Request:
Return each of the items below word for word, with nothing changed.

***** Recorded information *****

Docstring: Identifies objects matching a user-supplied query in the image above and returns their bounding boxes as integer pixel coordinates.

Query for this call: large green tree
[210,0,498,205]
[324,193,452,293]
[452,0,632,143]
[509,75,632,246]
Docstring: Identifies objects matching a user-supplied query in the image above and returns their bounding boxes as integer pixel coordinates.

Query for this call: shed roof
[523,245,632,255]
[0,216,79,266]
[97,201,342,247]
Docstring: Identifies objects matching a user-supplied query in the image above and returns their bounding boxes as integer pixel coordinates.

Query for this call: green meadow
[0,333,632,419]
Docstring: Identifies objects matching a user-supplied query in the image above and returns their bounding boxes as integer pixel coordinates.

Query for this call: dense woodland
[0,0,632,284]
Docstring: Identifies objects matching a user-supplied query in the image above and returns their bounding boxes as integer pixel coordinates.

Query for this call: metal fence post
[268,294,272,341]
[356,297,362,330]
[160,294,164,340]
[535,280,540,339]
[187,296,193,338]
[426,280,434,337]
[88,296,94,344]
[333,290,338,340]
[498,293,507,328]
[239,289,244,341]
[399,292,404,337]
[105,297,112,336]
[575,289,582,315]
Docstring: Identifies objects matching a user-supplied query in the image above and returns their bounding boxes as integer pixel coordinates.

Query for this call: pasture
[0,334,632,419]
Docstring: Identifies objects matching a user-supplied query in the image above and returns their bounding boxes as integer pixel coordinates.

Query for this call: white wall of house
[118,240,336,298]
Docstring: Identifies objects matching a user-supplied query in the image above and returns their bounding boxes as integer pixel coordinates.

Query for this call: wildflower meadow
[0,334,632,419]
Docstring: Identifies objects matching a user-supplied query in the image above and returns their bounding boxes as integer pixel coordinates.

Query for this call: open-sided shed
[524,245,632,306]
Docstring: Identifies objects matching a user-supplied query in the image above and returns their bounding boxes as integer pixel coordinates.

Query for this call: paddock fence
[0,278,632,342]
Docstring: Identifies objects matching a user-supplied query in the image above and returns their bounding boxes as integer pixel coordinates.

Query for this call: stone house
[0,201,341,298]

*****

Solution to this problem:
Docstring: Identifies objects matching a user-supplied query in the image above and returns their bounding boxes as integer pixel coordinates.

Query for this call: large green tree
[210,0,498,205]
[324,193,452,293]
[452,0,632,143]
[509,75,632,246]
Docstring: Identifies objects matching a user-supplied query in the image above and returns their bounding boxes as integer pixel coordinates.

Query for this call: shed roof
[523,245,632,255]
[0,216,79,266]
[97,201,342,247]
Docstring: Identifies objects matching a user-supplied query in the image above and returns their bounding boxes as integer pixel coordinates.

Query for this call: green meadow
[0,333,632,419]
Docstring: Identifies objects matching a user-supplied query in the image above and returns their bounding boxes as integer pixel coordinates.

Query for this call: dense woodland
[0,0,632,284]
Docstring: Identifies objects matching a user-supplied query in the image above and returns their bounding boxes as integer pixel coordinates.

Query for this call: metal fence post
[268,294,272,341]
[356,297,362,330]
[160,294,164,340]
[535,280,540,339]
[187,296,193,338]
[426,280,434,337]
[88,296,94,344]
[333,290,338,340]
[498,293,507,328]
[239,289,244,341]
[399,292,404,337]
[105,297,112,336]
[575,289,582,315]
Docstring: Identifies objects matching a user-supplied query in the image above and returns their bounding boxes as integer pixel coordinates.

Query for this call: pasture
[0,334,632,419]
Docstring: Identifies objects matching a user-supplied query in the image above and returns their bounding boxes as integer pixel coordinates.

Query for this call: white wall of house
[118,240,336,298]
Docstring: Identifies objects matching a user-supplied query in the image above and returns their bounding boxes as integer pixel coordinates.

Query for this call: wildflower meadow
[0,334,632,419]
Docstring: Identifies objects matching a user-supplied query in the image above and returns their bounding boxes as integer pixel coordinates.

Query for this call: open-sided shed
[524,245,632,306]
Docstring: Identifies objects matching a user-supplied query in the image above and returns their bounding boxes as integer pixel coordinates.

Query for this call: paddock fence
[0,278,632,342]
Docstring: Identifies objects matching a user-supplied query in the image above and returns their bounding boxes as integer pixel coordinates.

Query for this call: stone house
[0,201,341,298]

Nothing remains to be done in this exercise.